▸ PROBLEM DESCRIPTION: Check every line of the data and copy the ones where "gray" appears.

▸ DATA EXCERPTS:
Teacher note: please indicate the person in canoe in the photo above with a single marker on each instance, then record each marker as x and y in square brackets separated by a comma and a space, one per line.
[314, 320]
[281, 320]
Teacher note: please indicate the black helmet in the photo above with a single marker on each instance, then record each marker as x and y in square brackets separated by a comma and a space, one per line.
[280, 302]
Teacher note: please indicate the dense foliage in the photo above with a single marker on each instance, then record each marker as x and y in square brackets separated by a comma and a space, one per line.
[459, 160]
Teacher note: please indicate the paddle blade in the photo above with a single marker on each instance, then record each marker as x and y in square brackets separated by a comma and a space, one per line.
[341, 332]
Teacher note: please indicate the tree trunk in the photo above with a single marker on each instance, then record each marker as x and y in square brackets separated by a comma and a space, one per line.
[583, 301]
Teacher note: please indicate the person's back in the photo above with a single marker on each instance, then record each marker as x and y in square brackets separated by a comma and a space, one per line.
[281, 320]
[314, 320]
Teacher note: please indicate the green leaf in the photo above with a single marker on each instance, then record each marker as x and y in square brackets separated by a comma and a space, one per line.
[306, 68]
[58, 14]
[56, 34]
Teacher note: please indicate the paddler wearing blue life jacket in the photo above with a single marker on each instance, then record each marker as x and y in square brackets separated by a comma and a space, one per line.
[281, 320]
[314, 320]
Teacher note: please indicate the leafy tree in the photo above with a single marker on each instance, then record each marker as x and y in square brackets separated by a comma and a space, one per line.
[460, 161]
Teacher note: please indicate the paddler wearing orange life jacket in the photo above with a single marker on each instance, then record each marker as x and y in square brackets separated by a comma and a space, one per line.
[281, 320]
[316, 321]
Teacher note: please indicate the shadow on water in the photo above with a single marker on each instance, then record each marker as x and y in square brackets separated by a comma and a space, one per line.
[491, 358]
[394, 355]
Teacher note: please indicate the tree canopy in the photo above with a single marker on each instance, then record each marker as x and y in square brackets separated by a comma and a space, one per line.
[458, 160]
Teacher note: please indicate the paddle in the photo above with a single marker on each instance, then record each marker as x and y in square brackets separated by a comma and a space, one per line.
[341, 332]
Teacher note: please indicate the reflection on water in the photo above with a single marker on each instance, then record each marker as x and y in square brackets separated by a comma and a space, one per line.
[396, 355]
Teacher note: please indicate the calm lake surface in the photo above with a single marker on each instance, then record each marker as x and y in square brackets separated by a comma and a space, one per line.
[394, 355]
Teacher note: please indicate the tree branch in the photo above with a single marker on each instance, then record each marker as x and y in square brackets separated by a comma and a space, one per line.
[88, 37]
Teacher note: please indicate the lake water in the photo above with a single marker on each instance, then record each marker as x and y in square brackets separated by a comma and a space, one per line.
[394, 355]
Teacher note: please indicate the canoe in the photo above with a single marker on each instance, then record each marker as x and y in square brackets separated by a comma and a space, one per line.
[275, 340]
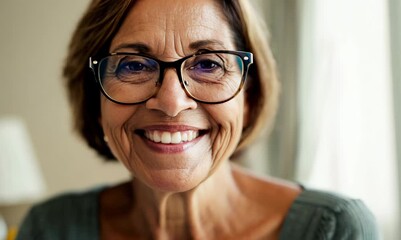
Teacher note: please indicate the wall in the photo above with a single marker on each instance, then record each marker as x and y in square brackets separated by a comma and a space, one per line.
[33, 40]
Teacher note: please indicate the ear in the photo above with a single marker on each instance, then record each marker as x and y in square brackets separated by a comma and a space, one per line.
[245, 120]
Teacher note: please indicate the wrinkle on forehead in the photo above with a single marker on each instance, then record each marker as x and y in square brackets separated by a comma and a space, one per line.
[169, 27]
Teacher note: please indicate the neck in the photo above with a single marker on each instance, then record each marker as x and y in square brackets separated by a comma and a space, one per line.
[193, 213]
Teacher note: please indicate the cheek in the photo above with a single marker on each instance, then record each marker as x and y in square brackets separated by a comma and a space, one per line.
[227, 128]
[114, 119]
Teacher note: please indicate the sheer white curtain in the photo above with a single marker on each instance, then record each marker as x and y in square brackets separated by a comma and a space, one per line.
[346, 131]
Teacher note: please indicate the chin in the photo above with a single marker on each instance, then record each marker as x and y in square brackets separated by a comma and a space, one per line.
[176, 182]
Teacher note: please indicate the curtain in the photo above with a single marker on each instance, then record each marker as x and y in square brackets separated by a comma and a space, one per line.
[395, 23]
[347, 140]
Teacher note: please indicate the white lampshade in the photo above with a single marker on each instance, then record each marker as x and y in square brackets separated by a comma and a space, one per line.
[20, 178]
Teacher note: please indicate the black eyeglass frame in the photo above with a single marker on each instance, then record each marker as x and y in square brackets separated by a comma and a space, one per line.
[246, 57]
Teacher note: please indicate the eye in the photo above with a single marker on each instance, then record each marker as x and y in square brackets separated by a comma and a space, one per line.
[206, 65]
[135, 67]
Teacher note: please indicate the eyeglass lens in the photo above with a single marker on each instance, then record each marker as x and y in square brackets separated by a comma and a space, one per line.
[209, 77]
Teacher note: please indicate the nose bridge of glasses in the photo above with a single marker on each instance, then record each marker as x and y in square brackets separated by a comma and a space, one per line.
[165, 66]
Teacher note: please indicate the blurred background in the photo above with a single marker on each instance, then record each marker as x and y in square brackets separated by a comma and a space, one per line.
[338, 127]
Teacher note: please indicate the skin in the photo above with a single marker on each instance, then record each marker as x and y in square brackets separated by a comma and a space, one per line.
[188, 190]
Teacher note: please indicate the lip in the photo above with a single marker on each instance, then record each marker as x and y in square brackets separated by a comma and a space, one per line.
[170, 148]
...
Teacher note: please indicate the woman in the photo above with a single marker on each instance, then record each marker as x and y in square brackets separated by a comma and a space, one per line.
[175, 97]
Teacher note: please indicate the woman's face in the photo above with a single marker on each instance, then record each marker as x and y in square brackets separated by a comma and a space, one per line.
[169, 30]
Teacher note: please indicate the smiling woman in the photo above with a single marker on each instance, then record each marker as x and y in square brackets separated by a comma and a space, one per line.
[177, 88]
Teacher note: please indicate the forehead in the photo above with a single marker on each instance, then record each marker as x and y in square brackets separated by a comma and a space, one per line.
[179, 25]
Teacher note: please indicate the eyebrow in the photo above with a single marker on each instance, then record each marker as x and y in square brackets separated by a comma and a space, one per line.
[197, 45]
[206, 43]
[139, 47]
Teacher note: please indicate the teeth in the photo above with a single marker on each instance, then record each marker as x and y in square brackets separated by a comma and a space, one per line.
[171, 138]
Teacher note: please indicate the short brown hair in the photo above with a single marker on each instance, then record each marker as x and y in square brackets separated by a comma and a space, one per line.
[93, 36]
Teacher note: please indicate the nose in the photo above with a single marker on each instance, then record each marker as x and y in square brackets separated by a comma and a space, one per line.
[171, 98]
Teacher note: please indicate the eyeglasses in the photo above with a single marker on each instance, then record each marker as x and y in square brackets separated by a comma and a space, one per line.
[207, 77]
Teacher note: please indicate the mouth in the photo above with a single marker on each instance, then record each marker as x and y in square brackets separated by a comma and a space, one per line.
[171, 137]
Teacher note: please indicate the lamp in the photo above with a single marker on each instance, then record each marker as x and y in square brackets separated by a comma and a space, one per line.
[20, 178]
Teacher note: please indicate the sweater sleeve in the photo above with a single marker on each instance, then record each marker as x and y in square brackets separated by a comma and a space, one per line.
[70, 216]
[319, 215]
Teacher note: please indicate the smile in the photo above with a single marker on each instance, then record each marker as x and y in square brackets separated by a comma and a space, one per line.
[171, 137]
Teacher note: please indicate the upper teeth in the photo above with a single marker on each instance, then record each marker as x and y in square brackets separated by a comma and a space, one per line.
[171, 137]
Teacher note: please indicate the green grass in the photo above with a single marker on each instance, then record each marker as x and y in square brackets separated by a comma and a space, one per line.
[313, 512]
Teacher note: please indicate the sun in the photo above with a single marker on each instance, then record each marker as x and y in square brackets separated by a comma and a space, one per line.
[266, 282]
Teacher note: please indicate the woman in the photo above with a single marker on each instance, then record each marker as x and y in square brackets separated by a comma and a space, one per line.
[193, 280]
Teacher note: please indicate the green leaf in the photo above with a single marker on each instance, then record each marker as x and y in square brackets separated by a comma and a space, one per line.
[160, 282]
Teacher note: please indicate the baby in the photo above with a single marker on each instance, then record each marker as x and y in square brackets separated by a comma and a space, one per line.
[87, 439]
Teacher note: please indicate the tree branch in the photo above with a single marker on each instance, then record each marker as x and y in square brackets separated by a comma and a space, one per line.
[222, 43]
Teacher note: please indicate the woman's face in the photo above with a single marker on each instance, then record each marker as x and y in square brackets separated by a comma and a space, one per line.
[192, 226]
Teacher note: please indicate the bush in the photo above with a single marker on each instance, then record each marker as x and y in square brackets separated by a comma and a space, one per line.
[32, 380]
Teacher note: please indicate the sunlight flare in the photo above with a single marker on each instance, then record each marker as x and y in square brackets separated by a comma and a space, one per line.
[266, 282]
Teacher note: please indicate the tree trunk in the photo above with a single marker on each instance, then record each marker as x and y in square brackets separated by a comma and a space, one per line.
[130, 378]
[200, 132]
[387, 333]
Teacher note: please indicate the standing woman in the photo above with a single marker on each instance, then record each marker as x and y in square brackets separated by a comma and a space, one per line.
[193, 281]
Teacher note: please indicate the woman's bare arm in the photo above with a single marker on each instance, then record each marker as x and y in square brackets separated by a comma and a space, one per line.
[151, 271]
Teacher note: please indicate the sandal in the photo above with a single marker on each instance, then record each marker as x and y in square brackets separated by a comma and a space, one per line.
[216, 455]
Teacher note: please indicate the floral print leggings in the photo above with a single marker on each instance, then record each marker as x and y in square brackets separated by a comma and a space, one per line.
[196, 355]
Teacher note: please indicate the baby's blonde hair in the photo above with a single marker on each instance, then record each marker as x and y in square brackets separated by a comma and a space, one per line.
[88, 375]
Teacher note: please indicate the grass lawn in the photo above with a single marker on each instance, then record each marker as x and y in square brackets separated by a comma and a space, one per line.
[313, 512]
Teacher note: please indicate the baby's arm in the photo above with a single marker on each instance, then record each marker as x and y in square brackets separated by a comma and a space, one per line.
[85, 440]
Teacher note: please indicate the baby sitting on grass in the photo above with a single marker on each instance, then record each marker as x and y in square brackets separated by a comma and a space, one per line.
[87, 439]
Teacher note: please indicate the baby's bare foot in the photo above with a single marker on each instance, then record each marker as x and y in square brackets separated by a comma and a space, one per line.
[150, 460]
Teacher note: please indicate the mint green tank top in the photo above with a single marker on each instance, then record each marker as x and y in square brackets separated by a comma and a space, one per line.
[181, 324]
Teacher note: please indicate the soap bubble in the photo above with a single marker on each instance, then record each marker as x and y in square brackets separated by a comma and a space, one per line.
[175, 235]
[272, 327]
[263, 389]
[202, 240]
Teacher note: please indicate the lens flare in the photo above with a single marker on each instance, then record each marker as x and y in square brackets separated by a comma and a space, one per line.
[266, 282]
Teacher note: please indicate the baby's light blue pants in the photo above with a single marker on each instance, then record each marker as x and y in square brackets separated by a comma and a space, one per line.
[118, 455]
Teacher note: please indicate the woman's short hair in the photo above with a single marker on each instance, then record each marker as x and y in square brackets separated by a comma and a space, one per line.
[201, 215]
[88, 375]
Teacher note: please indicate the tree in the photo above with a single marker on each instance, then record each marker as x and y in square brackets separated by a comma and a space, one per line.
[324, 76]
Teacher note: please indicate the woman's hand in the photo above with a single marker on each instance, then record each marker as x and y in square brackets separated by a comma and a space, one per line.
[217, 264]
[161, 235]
--
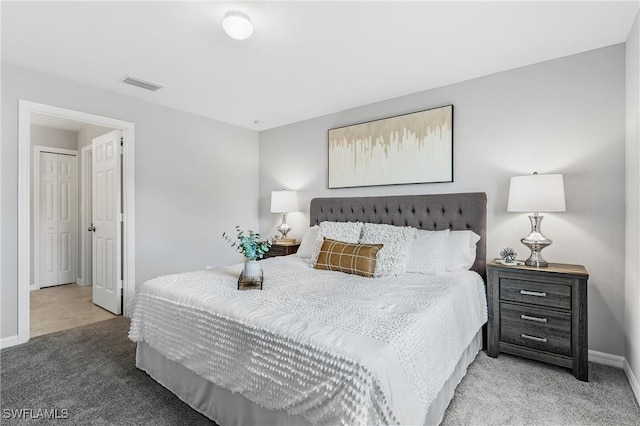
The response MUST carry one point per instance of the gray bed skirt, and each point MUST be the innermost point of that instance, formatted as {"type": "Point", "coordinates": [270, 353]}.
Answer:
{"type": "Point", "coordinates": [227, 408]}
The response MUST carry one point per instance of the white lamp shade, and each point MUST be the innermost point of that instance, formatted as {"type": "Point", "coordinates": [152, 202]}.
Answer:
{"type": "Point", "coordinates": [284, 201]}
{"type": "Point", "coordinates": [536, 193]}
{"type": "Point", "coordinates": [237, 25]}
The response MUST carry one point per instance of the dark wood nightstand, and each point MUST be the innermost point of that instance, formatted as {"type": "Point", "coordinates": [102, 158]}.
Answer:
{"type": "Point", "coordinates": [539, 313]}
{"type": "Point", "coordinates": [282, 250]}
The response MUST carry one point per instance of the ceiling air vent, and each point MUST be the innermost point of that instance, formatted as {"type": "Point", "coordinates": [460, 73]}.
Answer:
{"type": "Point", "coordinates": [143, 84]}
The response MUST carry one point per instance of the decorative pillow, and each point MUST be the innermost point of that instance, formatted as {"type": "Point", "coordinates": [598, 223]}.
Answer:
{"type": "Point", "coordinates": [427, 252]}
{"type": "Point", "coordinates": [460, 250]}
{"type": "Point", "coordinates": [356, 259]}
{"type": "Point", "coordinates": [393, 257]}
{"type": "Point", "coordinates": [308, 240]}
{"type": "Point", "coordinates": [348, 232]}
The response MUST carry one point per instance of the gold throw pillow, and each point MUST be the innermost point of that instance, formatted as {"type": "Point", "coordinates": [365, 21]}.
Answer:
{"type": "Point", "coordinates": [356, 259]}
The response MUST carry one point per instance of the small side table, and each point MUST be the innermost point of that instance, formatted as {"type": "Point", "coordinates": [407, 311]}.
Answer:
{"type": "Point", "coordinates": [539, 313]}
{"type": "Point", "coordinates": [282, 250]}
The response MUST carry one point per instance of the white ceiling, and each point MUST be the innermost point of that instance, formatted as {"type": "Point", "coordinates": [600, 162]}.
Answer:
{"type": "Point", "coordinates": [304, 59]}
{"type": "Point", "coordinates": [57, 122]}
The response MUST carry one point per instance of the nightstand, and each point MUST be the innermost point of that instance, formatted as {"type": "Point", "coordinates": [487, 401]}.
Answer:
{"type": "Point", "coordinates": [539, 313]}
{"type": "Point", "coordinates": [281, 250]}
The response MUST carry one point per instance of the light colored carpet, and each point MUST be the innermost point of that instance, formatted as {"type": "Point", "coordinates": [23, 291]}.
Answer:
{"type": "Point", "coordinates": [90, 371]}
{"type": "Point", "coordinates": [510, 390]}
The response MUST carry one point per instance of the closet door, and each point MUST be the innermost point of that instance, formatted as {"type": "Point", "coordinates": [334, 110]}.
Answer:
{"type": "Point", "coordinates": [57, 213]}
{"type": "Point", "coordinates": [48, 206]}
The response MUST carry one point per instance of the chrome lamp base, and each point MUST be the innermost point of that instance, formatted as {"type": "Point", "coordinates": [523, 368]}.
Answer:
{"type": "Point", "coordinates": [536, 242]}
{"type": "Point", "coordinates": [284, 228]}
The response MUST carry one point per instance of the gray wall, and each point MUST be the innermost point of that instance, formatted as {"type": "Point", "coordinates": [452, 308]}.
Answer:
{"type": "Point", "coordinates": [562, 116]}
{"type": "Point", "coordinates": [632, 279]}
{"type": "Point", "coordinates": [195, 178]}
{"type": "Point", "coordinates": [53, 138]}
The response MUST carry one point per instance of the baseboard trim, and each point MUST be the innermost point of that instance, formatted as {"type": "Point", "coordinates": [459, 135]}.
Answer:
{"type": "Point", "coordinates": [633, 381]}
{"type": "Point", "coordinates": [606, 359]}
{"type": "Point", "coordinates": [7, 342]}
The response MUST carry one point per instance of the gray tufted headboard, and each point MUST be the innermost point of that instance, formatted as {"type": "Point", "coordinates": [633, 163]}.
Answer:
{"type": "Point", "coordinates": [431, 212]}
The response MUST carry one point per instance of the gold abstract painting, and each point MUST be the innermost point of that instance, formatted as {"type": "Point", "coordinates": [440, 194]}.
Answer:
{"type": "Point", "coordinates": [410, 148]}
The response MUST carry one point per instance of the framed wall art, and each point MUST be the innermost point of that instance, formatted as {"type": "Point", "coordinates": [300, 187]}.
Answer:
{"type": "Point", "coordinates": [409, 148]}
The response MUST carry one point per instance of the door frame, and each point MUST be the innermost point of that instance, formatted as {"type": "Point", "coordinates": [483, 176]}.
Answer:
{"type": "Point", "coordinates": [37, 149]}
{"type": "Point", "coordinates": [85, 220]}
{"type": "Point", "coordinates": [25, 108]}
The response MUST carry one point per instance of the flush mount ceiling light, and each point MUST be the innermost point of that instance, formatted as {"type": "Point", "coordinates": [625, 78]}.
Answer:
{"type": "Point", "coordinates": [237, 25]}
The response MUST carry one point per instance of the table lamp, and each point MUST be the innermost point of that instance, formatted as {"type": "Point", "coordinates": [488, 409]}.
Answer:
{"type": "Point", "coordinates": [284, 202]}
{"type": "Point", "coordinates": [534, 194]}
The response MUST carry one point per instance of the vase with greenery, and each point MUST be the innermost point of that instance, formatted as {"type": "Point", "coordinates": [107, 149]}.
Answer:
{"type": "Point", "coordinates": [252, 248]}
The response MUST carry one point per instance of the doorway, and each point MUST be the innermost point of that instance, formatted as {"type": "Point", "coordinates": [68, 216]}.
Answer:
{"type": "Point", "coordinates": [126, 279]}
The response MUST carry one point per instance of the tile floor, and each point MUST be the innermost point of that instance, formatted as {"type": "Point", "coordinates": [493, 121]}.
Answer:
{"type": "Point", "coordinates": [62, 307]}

▸ RESULT:
The response MUST carry one point per instance of the gray bed skirt, and each point MUST be the innermost point of that instance, formatted as {"type": "Point", "coordinates": [270, 353]}.
The response MUST carry one point per instance of the gray wall, and each point MUST be the innermost point of that instance, formatted as {"type": "Point", "coordinates": [452, 308]}.
The response MUST carry one point per instance of the gray tufted headboard, and each point MUST be the innermost point of that instance, formatted as {"type": "Point", "coordinates": [633, 163]}.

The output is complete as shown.